WORK TO COMPLETE
Go through the records, and copy each line in which the string "ceiling" is present.
[Opening STORED DATA section]
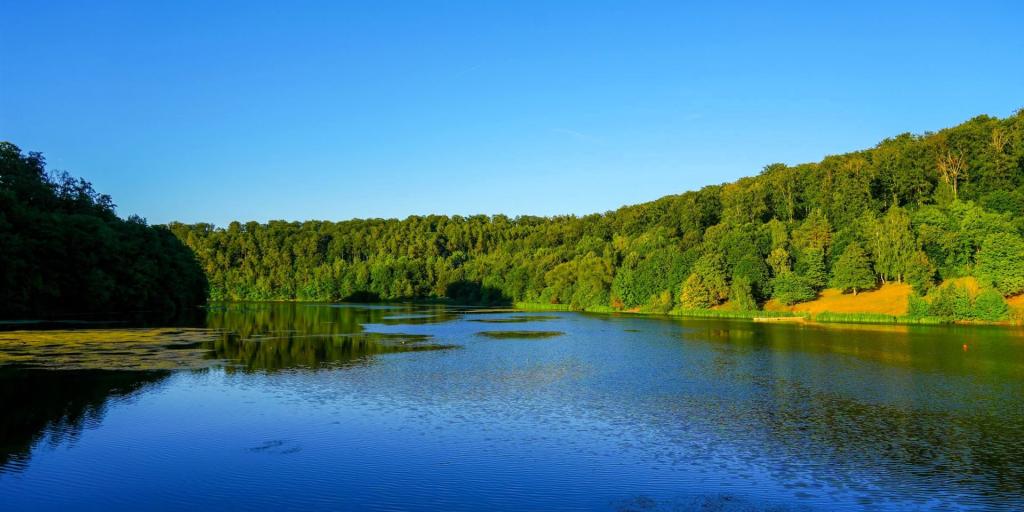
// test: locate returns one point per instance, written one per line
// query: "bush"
(791, 289)
(918, 307)
(952, 301)
(741, 295)
(990, 306)
(999, 262)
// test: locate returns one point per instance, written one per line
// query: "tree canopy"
(64, 251)
(914, 208)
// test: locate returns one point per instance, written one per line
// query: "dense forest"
(915, 209)
(65, 252)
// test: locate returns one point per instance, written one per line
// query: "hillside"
(915, 209)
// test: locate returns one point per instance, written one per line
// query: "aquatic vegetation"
(519, 335)
(516, 320)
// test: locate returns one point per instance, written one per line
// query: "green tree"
(852, 270)
(741, 295)
(1000, 262)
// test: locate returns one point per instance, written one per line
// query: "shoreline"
(822, 317)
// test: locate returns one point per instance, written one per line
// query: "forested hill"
(64, 252)
(914, 208)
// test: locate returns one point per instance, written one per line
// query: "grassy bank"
(820, 317)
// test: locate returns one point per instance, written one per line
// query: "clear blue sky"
(216, 112)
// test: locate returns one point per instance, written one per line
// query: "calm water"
(385, 408)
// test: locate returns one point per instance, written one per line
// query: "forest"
(920, 209)
(64, 252)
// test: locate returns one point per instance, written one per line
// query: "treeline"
(65, 252)
(915, 208)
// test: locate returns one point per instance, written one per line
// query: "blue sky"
(216, 111)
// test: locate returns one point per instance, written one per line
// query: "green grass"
(829, 317)
(542, 306)
(822, 317)
(719, 313)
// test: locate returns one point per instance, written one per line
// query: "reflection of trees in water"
(295, 350)
(56, 406)
(278, 336)
(93, 367)
(921, 408)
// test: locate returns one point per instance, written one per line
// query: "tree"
(1000, 262)
(990, 306)
(791, 289)
(741, 295)
(952, 169)
(707, 287)
(852, 270)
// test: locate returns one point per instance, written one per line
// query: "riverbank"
(769, 315)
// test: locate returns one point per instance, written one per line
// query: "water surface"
(340, 407)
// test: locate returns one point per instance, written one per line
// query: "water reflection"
(53, 408)
(644, 413)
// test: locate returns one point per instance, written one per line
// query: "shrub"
(999, 262)
(918, 307)
(990, 306)
(791, 289)
(741, 295)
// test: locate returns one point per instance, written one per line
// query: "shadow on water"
(43, 406)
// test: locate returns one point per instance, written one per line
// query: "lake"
(341, 407)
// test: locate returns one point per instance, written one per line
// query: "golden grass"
(889, 299)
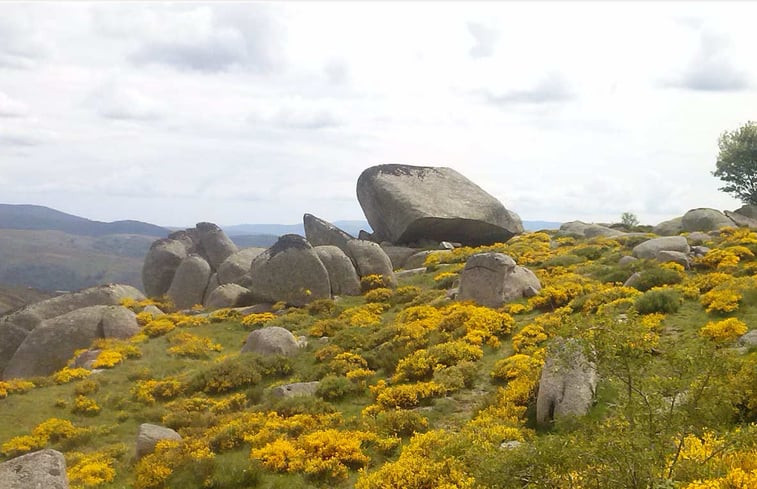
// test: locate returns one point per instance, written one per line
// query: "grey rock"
(491, 279)
(672, 227)
(237, 265)
(45, 469)
(189, 282)
(650, 248)
(704, 219)
(149, 435)
(289, 271)
(296, 389)
(398, 255)
(160, 265)
(342, 275)
(226, 295)
(320, 233)
(16, 326)
(50, 345)
(568, 382)
(665, 256)
(405, 204)
(370, 259)
(627, 260)
(581, 229)
(216, 244)
(272, 340)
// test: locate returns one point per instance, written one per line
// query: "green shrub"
(659, 300)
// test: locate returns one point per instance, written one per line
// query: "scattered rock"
(50, 345)
(405, 204)
(370, 259)
(226, 295)
(703, 219)
(650, 248)
(673, 227)
(289, 271)
(319, 233)
(189, 282)
(568, 382)
(149, 435)
(342, 275)
(491, 279)
(45, 469)
(296, 389)
(271, 340)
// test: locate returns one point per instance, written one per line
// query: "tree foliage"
(737, 162)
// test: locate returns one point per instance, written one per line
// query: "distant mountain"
(37, 217)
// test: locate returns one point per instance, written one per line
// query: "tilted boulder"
(650, 248)
(289, 271)
(320, 233)
(160, 265)
(704, 219)
(45, 469)
(237, 265)
(492, 279)
(568, 382)
(215, 243)
(342, 275)
(370, 259)
(271, 340)
(16, 326)
(189, 282)
(226, 295)
(50, 345)
(405, 204)
(149, 435)
(672, 227)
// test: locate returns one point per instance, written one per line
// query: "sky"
(175, 113)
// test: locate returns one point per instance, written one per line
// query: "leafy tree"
(737, 162)
(629, 219)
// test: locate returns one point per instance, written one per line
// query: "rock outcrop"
(45, 469)
(492, 279)
(271, 340)
(49, 346)
(567, 384)
(289, 271)
(405, 204)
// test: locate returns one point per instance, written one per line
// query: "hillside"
(418, 391)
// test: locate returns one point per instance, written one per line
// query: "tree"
(629, 220)
(737, 162)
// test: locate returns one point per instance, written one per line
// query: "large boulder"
(406, 204)
(149, 435)
(160, 265)
(370, 259)
(49, 346)
(16, 326)
(226, 295)
(271, 340)
(215, 243)
(189, 282)
(568, 382)
(650, 247)
(581, 229)
(342, 275)
(45, 469)
(703, 219)
(320, 233)
(237, 265)
(289, 271)
(491, 279)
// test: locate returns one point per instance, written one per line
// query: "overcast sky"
(257, 113)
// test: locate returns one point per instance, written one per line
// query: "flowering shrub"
(723, 331)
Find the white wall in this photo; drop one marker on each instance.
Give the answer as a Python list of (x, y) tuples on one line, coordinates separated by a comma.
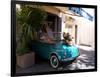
[(85, 31)]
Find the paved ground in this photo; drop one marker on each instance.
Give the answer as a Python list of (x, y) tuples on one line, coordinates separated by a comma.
[(84, 61)]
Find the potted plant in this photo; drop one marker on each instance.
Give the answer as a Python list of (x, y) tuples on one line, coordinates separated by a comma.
[(28, 23)]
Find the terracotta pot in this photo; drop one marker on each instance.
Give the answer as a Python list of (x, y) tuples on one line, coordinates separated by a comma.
[(26, 60)]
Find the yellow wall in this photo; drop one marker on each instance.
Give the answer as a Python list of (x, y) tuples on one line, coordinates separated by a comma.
[(51, 9)]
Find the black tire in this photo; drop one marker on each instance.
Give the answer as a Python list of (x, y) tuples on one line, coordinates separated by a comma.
[(54, 61)]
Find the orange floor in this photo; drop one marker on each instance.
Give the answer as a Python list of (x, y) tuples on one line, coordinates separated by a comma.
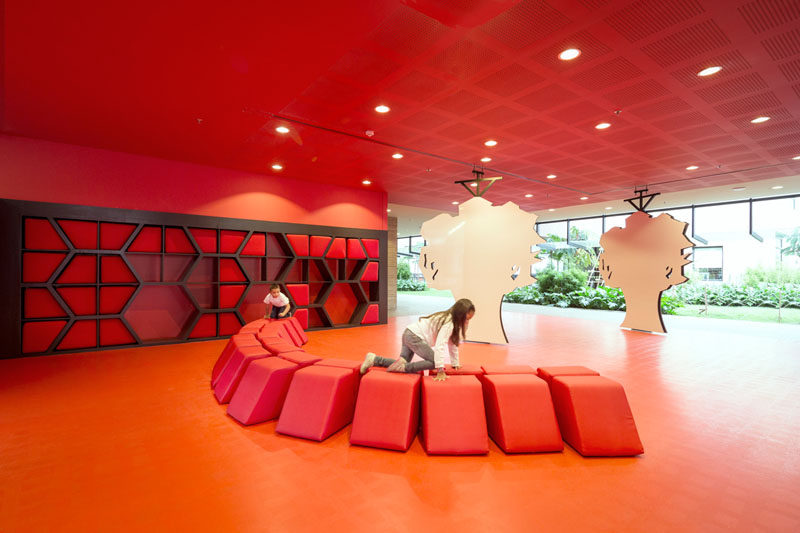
[(133, 440)]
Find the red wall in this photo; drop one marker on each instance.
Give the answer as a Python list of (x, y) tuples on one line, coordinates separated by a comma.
[(45, 171)]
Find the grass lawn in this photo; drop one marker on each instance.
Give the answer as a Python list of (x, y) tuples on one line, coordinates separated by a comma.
[(429, 292), (755, 314)]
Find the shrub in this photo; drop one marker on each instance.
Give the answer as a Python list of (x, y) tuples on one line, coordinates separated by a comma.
[(410, 285), (550, 281), (403, 270)]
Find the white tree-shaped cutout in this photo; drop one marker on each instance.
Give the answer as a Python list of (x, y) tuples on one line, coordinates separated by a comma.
[(644, 259), (481, 254)]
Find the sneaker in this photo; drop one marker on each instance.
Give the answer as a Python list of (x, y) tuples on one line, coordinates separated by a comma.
[(369, 360), (397, 366)]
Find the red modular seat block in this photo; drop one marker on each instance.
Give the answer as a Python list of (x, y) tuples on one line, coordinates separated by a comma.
[(508, 369), (236, 341), (320, 402), (387, 411), (300, 358), (594, 416), (232, 373), (547, 373), (519, 413), (262, 391), (453, 416)]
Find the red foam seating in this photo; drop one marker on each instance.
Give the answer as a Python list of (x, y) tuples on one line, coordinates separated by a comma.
[(299, 358), (232, 373), (262, 391), (508, 369), (463, 370), (594, 416), (453, 416), (547, 373), (294, 323), (387, 411), (253, 327), (354, 366), (320, 402), (519, 413), (242, 339)]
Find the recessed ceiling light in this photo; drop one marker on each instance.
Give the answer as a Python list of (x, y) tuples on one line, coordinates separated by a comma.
[(709, 71), (569, 53)]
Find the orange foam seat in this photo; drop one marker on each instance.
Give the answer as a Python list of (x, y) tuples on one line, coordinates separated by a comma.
[(453, 416), (547, 373), (232, 373), (241, 339), (320, 402), (519, 413), (262, 391), (387, 411), (508, 369), (594, 416)]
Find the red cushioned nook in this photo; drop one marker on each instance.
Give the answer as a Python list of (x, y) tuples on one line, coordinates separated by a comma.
[(594, 416), (320, 402), (232, 373), (262, 391), (387, 411), (519, 413), (240, 340), (453, 416), (547, 373)]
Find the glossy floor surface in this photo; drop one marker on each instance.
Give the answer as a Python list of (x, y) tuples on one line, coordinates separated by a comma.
[(133, 440)]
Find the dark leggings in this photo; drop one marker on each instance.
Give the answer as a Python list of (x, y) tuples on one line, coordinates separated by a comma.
[(412, 344)]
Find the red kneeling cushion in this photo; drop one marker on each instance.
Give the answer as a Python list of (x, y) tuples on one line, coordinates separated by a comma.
[(508, 369), (453, 416), (547, 373), (242, 339), (594, 416), (320, 402), (232, 373), (519, 413), (387, 411), (261, 393)]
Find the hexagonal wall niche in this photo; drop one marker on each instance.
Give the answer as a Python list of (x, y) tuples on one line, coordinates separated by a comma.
[(159, 312)]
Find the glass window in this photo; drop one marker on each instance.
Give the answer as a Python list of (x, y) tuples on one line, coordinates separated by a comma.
[(707, 263)]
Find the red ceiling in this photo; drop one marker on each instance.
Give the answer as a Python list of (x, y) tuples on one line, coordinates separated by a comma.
[(203, 82)]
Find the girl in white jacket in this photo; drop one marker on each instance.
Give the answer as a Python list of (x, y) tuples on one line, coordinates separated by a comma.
[(429, 338)]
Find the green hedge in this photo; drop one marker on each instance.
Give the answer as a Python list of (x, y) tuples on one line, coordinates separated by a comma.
[(585, 298), (764, 295)]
[Closing STORED DATA section]
RESPONSE TO THIS TASK
Find the recessed ceiling light in this photo; drop one marker on each instance.
Find the red ceiling in this photo; drop one marker on each instance.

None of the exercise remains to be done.